CHALLENGE:
Pull out every line of the listing below that contains the string "Query", and copy each such line in full.

MATERIAL SUPPLIED:
— START —
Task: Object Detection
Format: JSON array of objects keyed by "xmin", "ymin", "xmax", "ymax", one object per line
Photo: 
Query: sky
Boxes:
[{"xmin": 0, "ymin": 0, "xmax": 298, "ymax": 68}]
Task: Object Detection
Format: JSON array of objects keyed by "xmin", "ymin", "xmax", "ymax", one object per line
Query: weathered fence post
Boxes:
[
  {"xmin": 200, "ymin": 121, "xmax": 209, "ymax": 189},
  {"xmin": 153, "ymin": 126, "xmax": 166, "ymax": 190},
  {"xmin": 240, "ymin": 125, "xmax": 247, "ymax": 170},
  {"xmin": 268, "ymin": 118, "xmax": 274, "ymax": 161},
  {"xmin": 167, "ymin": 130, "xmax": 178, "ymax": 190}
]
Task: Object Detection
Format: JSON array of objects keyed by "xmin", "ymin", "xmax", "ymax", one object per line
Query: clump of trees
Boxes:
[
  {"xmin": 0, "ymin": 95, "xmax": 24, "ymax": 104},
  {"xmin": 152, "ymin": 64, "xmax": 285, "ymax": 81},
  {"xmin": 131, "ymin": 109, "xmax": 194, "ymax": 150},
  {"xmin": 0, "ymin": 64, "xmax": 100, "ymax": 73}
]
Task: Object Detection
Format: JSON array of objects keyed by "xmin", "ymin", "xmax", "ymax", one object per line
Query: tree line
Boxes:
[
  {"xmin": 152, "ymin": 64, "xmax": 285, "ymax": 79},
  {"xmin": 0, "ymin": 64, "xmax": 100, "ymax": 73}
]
— END —
THE OUTPUT:
Query: sky
Query: weathered fence post
Query: clump of trees
Query: tree line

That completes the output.